WHAT YOU HAVE TO DO => Shift every x and y coordinate in the answers up by 78, and give back the records from the line with "Exercise. Point out every instance of the bird's eye" up to and including the line with "Exercise. Point out every instance of the bokeh", requests and all.

SOURCE DATA =>
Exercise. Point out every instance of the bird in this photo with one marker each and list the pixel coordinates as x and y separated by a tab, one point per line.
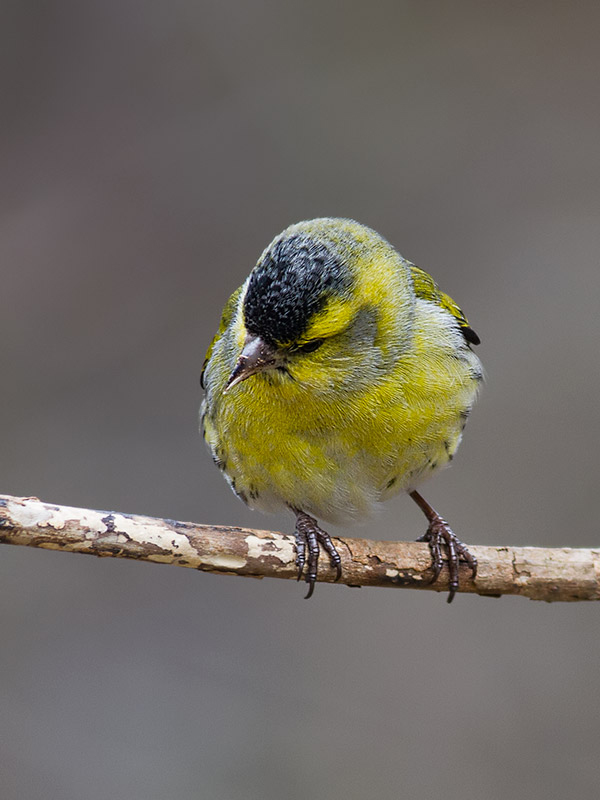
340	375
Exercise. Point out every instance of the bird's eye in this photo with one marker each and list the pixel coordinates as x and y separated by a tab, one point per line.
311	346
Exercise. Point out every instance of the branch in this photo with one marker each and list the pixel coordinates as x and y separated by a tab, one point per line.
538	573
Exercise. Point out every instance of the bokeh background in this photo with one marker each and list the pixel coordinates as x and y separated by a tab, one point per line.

* * *

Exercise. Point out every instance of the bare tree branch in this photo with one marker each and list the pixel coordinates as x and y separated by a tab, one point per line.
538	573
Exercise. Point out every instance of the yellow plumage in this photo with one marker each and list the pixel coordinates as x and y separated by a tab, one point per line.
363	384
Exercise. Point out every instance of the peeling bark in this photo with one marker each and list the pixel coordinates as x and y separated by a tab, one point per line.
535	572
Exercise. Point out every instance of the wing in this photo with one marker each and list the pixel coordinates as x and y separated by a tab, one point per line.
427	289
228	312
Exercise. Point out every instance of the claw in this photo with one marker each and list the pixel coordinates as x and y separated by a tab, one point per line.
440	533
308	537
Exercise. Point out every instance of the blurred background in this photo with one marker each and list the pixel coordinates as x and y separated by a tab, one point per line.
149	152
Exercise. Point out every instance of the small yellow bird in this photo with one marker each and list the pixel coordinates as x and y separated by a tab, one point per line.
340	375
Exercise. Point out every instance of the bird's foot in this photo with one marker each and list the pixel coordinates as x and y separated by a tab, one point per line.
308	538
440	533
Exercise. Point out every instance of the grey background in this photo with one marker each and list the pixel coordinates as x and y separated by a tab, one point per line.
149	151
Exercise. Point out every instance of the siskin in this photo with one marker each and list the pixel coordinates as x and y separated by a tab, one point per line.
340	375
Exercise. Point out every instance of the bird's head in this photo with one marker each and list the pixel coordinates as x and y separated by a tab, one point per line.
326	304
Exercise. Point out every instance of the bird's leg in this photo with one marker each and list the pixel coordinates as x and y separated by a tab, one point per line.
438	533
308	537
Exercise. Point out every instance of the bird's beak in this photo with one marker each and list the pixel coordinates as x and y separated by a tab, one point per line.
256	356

ANSWER BELOW =>
Exercise. Point out every instance of the bird's eye in this photo with one marker each and list the pixel coordinates as x and y separated by a tab, one point per line.
389	424
Exercise. Point out every instance of the branch in this photo with one marker each and list the pixel coordinates as x and y separated by a tab, one point per line.
616	651
Exercise. Point out every instance of the bokeh background in this photo with one marker each and list the pixel coordinates as x and y separated by a tab, one point per line.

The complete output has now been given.